[begin EXCERPTED PASSAGE]

The ability of any user to conveniently provide liquidity has been one of the defining characteristics of DeFi markets throughout their development. The first generation of Automated Market Makers (AMMs), which supported only passive liquidity, allowed many users to access convenient LP strategies for the first time. As AMMs have become more flexible and capital efficient, liquidity provision has evolved from strictly passive to more complex, active strategies. While these changes have allowed significant efficiencies in pricing and execution, they have also reduced the opportunity set for passive LPs. Automated Liquidity Management (ALM) protocols exist to bridge the gap between a passive LP experience and the active strategies employed in current markets.
ALM protocols implement active strategies for users who seek a better risk-adjusted return than passive LPs while maintaining the same level of convenience. Due to their popularity and significant market share in some areas, ALM protocols impact the overall functioning of many DeFi markets, including Uniswap. To support the Uniswap Foundation’s efforts to provide valuable insights to the Uniswap community and better understand ALM’s impact on Uniswap, Gauntlet has prepared this report on their roles in the market and relative positioning. The goals of this report are to:
- Highlight the unique features of each ALM and how they relate to LP objectives
- Outline the strengths and weaknesses of each ALM
- Provide high-level insights on the asset types and typical returns in the ALM market
We explore three ALM protocols that represent different approaches and levels of scaling. In choosing these protocols, we aimed to include a wide range of strategy and asset types to provide a broad market perspective. The three protocols covered are Arrakis, Gamma and Mellow.
This report delves into the diverse landscape of the ALM market, providing essential insights for LPs within the Uniswap ecosystem. It offers a comprehensive foundation for evaluating and classifying different ALM protocols, each tailored to meet specific investor needs and risk profiles. Below we describe each ALMs specialization, as well as estimated yield returns for various categories of assets.
- Arrakis stands out for its focus on low-risk strategies, particularly appealing to LPs interested in stablecoin pairs.
- Gamma offers a diverse array of options, characterized by strong external incentives, catering to a wide range of LP preferences.
- Mellow is noted for its specialization in ETH and BTC pools, employing more complex strategies, including the use of leverage and allocating capital to additional yield-generating protocols.
The ALMs examined showcase a range of specialized strategies, with a common thread being the predominance of range-based liquidity provisioning. These strategies dynamically rebalance positions in response to market movements, a feature seen in the majority of the ALMs analyzed. However, there are also more exotic approaches, as exemplified by Mellow, which involve leveraging positions and deploying capital to yield-generating protocols.
In preparing this report, we researched each ALM’s strategies and compiled overviews of their goals and mechanics. We reviewed all publicly available documentation and held several follow-up calls with strategy developers to discuss the finer details of their work. Some automated liquidity protocols typically classified as ALMs use proprietary offchain strategies to provide a similar user experience. However, since these “black box ALMs” are functionally more similar to offchain market makers than to onchain ALMs, we will mention them briefly in this report, while noting this as a potential area for future research.

[end EXCERPTED PASSAGE]
[begin RECORD LIST]

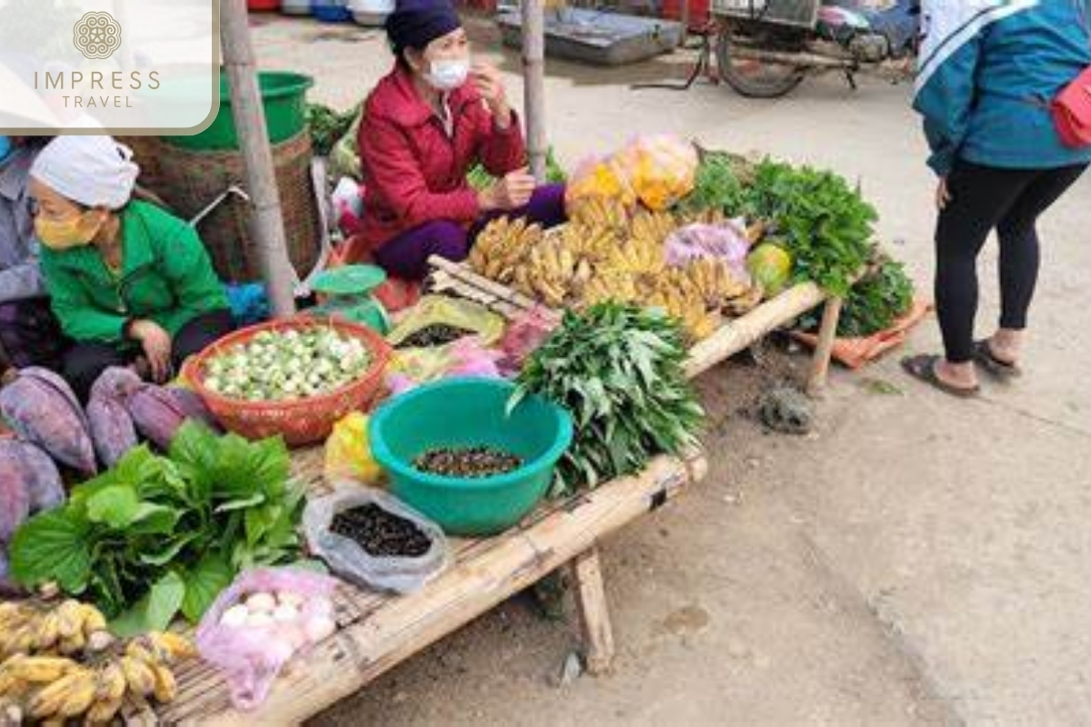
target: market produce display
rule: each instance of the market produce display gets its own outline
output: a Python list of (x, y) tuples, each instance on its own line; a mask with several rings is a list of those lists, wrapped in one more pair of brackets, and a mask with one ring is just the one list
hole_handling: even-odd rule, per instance
[(491, 477), (523, 467), (523, 459), (492, 447), (442, 447), (413, 460), (421, 472), (447, 477)]
[(127, 701), (173, 701), (171, 667), (195, 655), (175, 633), (118, 641), (103, 614), (79, 601), (0, 603), (0, 719), (110, 724)]
[(630, 216), (620, 202), (596, 198), (578, 204), (568, 225), (548, 233), (521, 220), (492, 222), (469, 263), (551, 307), (582, 310), (606, 301), (662, 307), (691, 340), (700, 340), (722, 314), (760, 303), (762, 291), (744, 268), (715, 253), (670, 265), (669, 241), (680, 225), (669, 213)]
[(370, 365), (362, 341), (327, 326), (263, 330), (249, 342), (209, 359), (204, 386), (231, 399), (302, 399), (347, 386)]
[[(889, 329), (898, 318), (913, 307), (913, 281), (906, 267), (887, 255), (880, 255), (844, 299), (837, 335), (842, 338), (866, 338)], [(822, 308), (800, 319), (803, 330), (816, 330)]]
[(302, 497), (279, 439), (188, 422), (167, 456), (137, 447), (20, 526), (12, 577), (89, 598), (122, 633), (193, 621), (240, 569), (298, 557)]
[(685, 376), (681, 329), (656, 310), (602, 303), (567, 313), (531, 354), (513, 405), (540, 393), (572, 412), (576, 436), (556, 494), (633, 474), (696, 444), (704, 410)]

[end RECORD LIST]

GIVEN EXERCISE 1: Print the part of the passage on Automated Liquidity Management that opens with the words containing "- Gamma offers" and closes with "to yield-generating protocols.".
GIVEN EXERCISE 2: Render the part of the records that opens at their start and closes with the line containing "719), (110, 724)]" as a JSON list of strings, one string per line, with blank lines and pictures left out.
The records have no connection to the passage on Automated Liquidity Management.

REPLY 1:
- Gamma offers a diverse array of options, characterized by strong external incentives, catering to a wide range of LP preferences.
- Mellow is noted for its specialization in ETH and BTC pools, employing more complex strategies, including the use of leverage and allocating capital to additional yield-generating protocols.
The ALMs examined showcase a range of specialized strategies, with a common thread being the predominance of range-based liquidity provisioning. These strategies dynamically rebalance positions in response to market movements, a feature seen in the majority of the ALMs analyzed. However, there are also more exotic approaches, as exemplified by Mellow, which involve leveraging positions and deploying capital to yield-generating protocols.

REPLY 2:
[
  "target: market produce display",
  "rule: each instance of the market produce display gets its own outline",
  "output: a Python list of (x, y) tuples, each instance on its own line; a mask with several rings is a list of those lists, wrapped in one more pair of brackets, and a mask with one ring is just the one list",
  "hole_handling: even-odd rule, per instance",
  "[(491, 477), (523, 467), (523, 459), (492, 447), (442, 447), (413, 460), (421, 472), (447, 477)]",
  "[(127, 701), (173, 701), (171, 667), (195, 655), (175, 633), (118, 641), (103, 614), (79, 601), (0, 603), (0, 719), (110, 724)]"
]